-- Data section start --
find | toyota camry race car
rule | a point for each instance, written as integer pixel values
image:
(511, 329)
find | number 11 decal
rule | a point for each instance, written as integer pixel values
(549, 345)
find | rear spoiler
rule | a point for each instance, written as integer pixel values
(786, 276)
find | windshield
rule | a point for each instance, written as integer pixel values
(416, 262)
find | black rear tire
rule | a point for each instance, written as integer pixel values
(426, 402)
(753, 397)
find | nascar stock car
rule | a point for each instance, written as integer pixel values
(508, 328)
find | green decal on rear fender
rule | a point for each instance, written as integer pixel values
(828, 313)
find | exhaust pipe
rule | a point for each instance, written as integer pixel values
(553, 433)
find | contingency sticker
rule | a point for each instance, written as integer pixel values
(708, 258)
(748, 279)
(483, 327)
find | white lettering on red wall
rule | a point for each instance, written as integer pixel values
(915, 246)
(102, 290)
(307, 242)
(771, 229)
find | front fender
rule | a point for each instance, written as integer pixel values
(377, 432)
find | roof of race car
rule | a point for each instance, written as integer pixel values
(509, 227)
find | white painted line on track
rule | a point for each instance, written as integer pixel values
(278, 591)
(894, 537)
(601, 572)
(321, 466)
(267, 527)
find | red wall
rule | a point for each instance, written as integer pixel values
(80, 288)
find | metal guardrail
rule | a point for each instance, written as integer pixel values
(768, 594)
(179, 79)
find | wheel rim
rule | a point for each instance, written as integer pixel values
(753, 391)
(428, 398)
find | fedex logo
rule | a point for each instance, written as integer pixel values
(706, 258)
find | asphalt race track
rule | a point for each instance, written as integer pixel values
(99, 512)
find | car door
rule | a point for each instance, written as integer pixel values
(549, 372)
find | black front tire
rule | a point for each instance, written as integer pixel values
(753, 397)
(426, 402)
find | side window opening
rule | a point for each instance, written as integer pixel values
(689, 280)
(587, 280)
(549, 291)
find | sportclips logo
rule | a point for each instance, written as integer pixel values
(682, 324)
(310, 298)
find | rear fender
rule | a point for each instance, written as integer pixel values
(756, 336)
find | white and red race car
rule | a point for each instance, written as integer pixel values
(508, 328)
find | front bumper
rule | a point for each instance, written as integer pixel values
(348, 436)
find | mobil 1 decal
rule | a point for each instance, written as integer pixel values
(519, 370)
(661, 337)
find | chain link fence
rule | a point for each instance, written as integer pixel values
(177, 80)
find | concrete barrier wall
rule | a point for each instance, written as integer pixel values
-- Data section end --
# Brief
Every entry above should be retyped exactly as shown.

# Exercise output
find | toyota camry race car
rule | a point for each instance, written as integer pixel values
image:
(511, 329)
find | number 11 decal
rule | a point for each instance, written as integer pixel values
(549, 345)
find | rear spoiler
rule | a point for each instance, written as integer pixel values
(786, 276)
find | windshield
rule | a point for each instance, written as integer pixel values
(416, 262)
find | black rear tire
rule | a point for each instance, written as integer pixel values
(426, 402)
(753, 397)
find | nascar stock car
rule | a point for each instance, written as integer pixel values
(508, 328)
find | green decal on rear fender
rule | a point for each instance, written as integer pixel values
(828, 313)
find | exhaust pipe
rule | a point for each instance, written as integer pixel values
(553, 433)
find | contingency sticker
rule | a point for each instance, written as integer pixel values
(708, 258)
(748, 279)
(483, 327)
find | white lettering on red wall
rule | a point for each instance, written as integer pixel values
(915, 246)
(102, 290)
(307, 242)
(771, 229)
find | front fender
rule | a point for each instance, written as integer pixel values
(377, 432)
find | roof of race car
rule | a point for each instance, written as integer pixel values
(509, 227)
find | white painted line on track
rule | a point for each instance, written as integer pixel values
(278, 591)
(894, 537)
(601, 572)
(321, 466)
(267, 527)
find | red wall
rule | a point for each instance, written as integer pixel values
(80, 288)
find | metal guardrail
rule | a point for each instance, written as integer pixel values
(768, 594)
(179, 79)
find | wheel rim
rule | a point for each instance, written as integer pixel values
(753, 391)
(428, 398)
find | fedex logo
rule | a point for each instance, written as integer pixel values
(706, 258)
find | asphalt race track
rule | a point for each instance, written as integer pixel values
(99, 512)
find | car door
rule | a point for each instance, written as integer pixel values
(549, 372)
find | black front tire
rule | a point for each instance, written as integer pixel values
(753, 397)
(426, 402)
find | side window opening
rule | a point for each instance, written as integer pixel values
(689, 280)
(587, 280)
(549, 291)
find | sportclips logo
rule | a point for each instance, written as integer pixel values
(682, 324)
(310, 298)
find | rear fender
rule | a point for each instance, written as integer pixel values
(756, 336)
find | white and red race car
rule | a point for each instance, written as integer pixel values
(508, 328)
find | front bumper
rule | a point for each instance, written as integer pixel values
(348, 436)
find | mobil 1 decal
rule | a point for each instance, written as integer pixel values
(519, 370)
(661, 337)
find | chain link fence
rule | a point for each instance, written as integer pixel values
(177, 80)
find | concrete barrier wall
rule | a point for each instance, written as integer pixel values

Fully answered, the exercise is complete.